→ Task item A
In the article on museum security threats, how much grant-in-aid did the 15 sponsored institutions receive in 2024-25?
→ Task item B
Reproduce the part of the article on museum security threats that begins at the words "The British Library attack" and stops after the words "and ageing infrastructure.".
→ Task item C
Write the next part of the article on museum security threats, picking up after its final sentence.

→ Selected excerpt
The Public Accounts Committee said the Department for Culture, Media and Sport had not shown enough leadership in helping 15 government-sponsored museums and galleries respond to fast-moving digital and physical security threats. The warning follows a parliamentary examination of the financial resilience of national cultural institutions, where cyber risk emerged as a major concern alongside pressure on income, governance gaps and the security of collections.
The committee pointed to the October 2023 ransomware attack on the British Library and the thefts reported at the British Museum in 2023 as evidence that some of the UK’s most important cultural bodies face risks that can damage public access, compromise records and undermine confidence in the stewardship of national collections. MPs said lessons had been shared across the sector, but the department could not provide specific examples of concrete action taken as a result to better protect systems and collections.
The findings sharpen scrutiny of a sector that holds nationally significant assets while relying increasingly on digital catalogues, online ticketing, e-commerce, donor databases and networked back-office systems. A cyber breach can disrupt access to reading rooms, exhibitions, payments and archives, while poor digital records can make it harder to identify missing objects, track loans and establish accountability when collections are compromised.
The British Library attack became one of the most damaging cyber incidents to affect a UK cultural institution. Services were disrupted for months after hackers infiltrated systems, stole data and forced a long recovery process. The institution did not pay the ransom and instead began rebuilding parts of its technology estate, with recovery costs running into several million pounds. The case has become a warning for public bodies that hold sensitive information but often operate with constrained budgets and ageing infrastructure.
The British Museum has faced a separate crisis over missing, stolen and damaged objects, with about 2,000 items believed to have been affected. The episode exposed weaknesses in internal controls, record keeping and escalation mechanisms. The museum has since moved to accelerate digitisation of its collection, but MPs said the wider sector needed a more systematic approach to security, not only institution-by-institution learning after failures occur.
The committee said DCMS was over-reliant on the autonomy of museums and galleries, despite providing nearly half of their income through grant-in-aid. The 15 sponsored institutions received £484 million in grant-in-aid in 2024-25, about a quarter of the department’s overall spending. Self-generated income reached £563 million in the same year, a 53 per cent real-terms rise since 2021-22, driven by exhibitions, retail, venue hire, hospitality and other commercial activity.

Collected data
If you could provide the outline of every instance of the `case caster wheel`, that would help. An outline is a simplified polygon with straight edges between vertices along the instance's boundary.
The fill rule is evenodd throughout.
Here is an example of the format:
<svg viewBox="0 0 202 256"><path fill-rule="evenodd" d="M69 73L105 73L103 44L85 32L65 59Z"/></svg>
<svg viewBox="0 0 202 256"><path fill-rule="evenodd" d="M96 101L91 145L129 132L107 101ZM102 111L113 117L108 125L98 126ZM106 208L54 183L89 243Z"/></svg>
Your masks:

→ Task answer A
£484 million.

→ Task answer B
The British Library attack became one of the most damaging cyber incidents to affect a UK cultural institution. Services were disrupted for months after hackers infiltrated systems, stole data and forced a long recovery process. The institution did not pay the ransom and instead began rebuilding parts of its technology estate, with recovery costs running into several million pounds. The case has become a warning for public bodies that hold sensitive information but often operate with constrained budgets and ageing infrastructure.

→ Task answer C
Financial improvement has not removed underlying fragility. Visitor numbers remain below pre-pandemic levels, while staff, energy, maintenance and storage costs have risen. Government funding has fallen by 16 per cent in real terms since emergency pandemic support ended, leaving institutions under pressure to expand commercial activity without weakening public access to permanent collections.
MPs also criticised gaps in performance monitoring. They said the department did not have a clear enough picture of whether museums and galleries were delivering value for taxpayers, or how they were contributing to broader cultural and social outcomes set by ministers. The committee called for clear metrics within six months, including consequences for institutions that fail to meet expectations.
Cybersecurity is increasingly linked to these financial and governance pressures. Museums and galleries must protect digital infrastructure while investing in conservation, estates, staffing and access. Many also depend on external suppliers for ticketing, payments, cloud services and specialist systems, making supply-chain risk a growing concern. The government’s wider cyber action plan for public bodies aims to strengthen resilience by 2030, but the committee’s report suggests cultural institutions need more targeted support before the next major incident.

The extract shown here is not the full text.